Final Module (6 & 7)

Question 1

2-tailed test hypothesis test

Answer 1

H0: 𝑋 = 𝜇
Ha: 𝑋 ≠ 𝜇

Question 2

1-tailed test hypothesis test

Answer 2

H0: 𝑋 = 𝜇
Ha: 𝑋 > 𝜇 OR Ha: 𝑋 < 𝜇

Question 3

Z-score

Answer 3

measures how many standard deviations away from the mean your measurement is

𝑧 = 𝑋 − 𝜇 / 𝜎

Question 4

Significance level (𝛼)

Answer 4

percentage of the data you want to be above or below you measurement in order for it to be significantly different from the mean

(most often: 𝛼 = 5%)

Question 5

Confidence level equation

Answer 5

1 - 𝛼

Question 6

p-value

Answer 6

the area of the tail beyond your measurement

• the probability of obtaining the value as extreme or more extreme as the given value, provided that H0 is true

Question 7

How to Calculate the p-value?

Answer 7

1) Z-table or T-table
2) Excel using 1- normal or 1- standard normal dist

Question 8

𝑝 ≤ 𝛼

Answer 8

reject H0, your value is significantly different from the mean

Question 9

𝑝 > 𝛼

Answer 9

fail to reject H0

Question 10

Sample mean is a random variable with

Answer 10

standard deviation, this is called standard error

Question 11

Assumptions of Z-test
(What if not all of these assumptions are met?)

────

Stated exercise A
In the hypothesis testing flashcards, what value is most often used for the significance level?

────

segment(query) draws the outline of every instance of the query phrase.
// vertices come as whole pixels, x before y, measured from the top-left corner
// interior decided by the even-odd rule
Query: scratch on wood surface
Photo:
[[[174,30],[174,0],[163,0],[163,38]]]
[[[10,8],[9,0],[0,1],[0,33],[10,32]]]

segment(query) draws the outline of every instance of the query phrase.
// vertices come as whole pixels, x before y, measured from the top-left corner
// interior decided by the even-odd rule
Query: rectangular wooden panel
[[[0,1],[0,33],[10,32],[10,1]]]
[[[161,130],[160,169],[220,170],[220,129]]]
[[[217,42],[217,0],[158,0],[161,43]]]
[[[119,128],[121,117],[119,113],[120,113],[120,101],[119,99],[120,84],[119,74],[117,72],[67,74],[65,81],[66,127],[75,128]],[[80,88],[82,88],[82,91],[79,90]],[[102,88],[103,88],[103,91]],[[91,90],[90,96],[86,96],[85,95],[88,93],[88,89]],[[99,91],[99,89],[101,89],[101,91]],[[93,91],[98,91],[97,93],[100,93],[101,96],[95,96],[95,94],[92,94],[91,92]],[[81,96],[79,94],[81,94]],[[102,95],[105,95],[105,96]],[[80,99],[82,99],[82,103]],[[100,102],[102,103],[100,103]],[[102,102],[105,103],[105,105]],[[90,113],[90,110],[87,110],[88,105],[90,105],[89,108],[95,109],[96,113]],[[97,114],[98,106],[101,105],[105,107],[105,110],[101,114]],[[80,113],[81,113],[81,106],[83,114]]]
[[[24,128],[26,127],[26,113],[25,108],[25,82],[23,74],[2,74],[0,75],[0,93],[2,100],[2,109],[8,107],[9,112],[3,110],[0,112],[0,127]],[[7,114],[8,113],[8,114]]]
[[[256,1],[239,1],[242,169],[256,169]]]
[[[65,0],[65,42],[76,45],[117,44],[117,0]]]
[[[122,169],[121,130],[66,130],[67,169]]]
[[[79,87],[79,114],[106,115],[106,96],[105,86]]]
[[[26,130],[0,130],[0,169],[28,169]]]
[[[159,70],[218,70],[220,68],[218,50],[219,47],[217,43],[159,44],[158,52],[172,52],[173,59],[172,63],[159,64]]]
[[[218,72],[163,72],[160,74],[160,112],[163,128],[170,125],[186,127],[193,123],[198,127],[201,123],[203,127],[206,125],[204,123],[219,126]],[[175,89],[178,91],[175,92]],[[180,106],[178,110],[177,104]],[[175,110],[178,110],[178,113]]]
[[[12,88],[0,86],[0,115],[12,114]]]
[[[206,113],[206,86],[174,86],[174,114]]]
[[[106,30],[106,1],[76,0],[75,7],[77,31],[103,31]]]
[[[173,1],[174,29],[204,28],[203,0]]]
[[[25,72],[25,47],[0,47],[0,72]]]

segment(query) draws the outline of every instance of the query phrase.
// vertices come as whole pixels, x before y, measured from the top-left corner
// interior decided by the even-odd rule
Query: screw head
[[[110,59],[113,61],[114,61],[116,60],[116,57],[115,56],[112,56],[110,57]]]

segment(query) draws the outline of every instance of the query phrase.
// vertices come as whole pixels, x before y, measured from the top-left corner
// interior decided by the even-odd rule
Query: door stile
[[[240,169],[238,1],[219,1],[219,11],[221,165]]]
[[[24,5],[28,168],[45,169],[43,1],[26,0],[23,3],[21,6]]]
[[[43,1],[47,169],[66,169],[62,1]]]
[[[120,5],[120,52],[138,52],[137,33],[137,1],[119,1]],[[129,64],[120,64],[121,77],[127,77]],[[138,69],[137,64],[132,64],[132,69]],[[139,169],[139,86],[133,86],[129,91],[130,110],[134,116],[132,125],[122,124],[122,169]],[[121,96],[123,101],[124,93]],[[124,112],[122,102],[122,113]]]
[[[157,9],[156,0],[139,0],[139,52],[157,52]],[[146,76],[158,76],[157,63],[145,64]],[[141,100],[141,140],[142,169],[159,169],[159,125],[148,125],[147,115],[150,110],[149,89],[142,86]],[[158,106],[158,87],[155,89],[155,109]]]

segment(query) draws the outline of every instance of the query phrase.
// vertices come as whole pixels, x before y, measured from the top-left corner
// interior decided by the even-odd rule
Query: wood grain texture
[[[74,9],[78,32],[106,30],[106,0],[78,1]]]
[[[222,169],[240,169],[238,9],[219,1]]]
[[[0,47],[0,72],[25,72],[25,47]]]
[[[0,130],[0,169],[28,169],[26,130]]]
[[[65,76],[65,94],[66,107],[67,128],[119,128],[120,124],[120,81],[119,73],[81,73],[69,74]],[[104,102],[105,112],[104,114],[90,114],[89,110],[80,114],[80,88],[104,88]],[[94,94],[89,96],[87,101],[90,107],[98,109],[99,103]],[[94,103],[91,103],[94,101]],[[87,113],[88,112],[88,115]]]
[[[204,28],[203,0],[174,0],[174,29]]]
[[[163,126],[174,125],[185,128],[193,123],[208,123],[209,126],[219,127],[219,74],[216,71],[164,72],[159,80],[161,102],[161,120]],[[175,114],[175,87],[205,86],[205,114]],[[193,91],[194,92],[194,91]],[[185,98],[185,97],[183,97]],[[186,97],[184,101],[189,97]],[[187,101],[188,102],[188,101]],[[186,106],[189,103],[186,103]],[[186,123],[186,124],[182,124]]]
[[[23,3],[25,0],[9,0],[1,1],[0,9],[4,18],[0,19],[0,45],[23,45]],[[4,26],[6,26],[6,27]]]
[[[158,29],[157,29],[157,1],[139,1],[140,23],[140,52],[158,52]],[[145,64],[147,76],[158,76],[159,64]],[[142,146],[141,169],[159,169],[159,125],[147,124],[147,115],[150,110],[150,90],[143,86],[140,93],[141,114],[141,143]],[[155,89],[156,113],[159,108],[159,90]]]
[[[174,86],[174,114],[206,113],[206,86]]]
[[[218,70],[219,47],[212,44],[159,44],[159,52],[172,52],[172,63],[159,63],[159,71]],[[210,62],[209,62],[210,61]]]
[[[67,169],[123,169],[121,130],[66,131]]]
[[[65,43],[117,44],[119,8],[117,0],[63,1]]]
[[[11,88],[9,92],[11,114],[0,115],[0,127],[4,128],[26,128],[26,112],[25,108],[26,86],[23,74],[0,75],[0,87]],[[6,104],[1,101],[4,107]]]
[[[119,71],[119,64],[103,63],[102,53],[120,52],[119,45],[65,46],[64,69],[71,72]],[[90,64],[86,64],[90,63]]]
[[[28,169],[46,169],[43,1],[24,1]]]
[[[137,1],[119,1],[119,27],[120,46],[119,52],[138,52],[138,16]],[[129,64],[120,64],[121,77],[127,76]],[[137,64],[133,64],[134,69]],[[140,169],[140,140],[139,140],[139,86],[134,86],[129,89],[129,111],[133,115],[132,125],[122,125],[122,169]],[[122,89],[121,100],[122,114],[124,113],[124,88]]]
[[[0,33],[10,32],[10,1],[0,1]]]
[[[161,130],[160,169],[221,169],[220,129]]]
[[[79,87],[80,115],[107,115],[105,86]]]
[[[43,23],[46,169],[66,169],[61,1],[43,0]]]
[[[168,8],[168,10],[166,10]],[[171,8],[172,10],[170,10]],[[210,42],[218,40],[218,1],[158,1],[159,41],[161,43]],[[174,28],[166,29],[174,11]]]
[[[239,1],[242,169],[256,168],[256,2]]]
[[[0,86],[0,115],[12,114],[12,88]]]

────

Stated exercise B
Rewrite the listing from its first line through the line containing "[[[10,8],[9,0],[0,1],[0,33],[10,32]]]", putting "dent" in place of "scratch" and keeping everything else the same.

Reply A
5%

Reply B
segment(query) draws the outline of every instance of the query phrase.
// vertices come as whole pixels, x before y, measured from the top-left corner
// interior decided by the even-odd rule
Query: dent on wood surface
Photo:
[[[174,30],[174,0],[163,0],[163,38]]]
[[[10,8],[9,0],[0,1],[0,33],[10,32]]]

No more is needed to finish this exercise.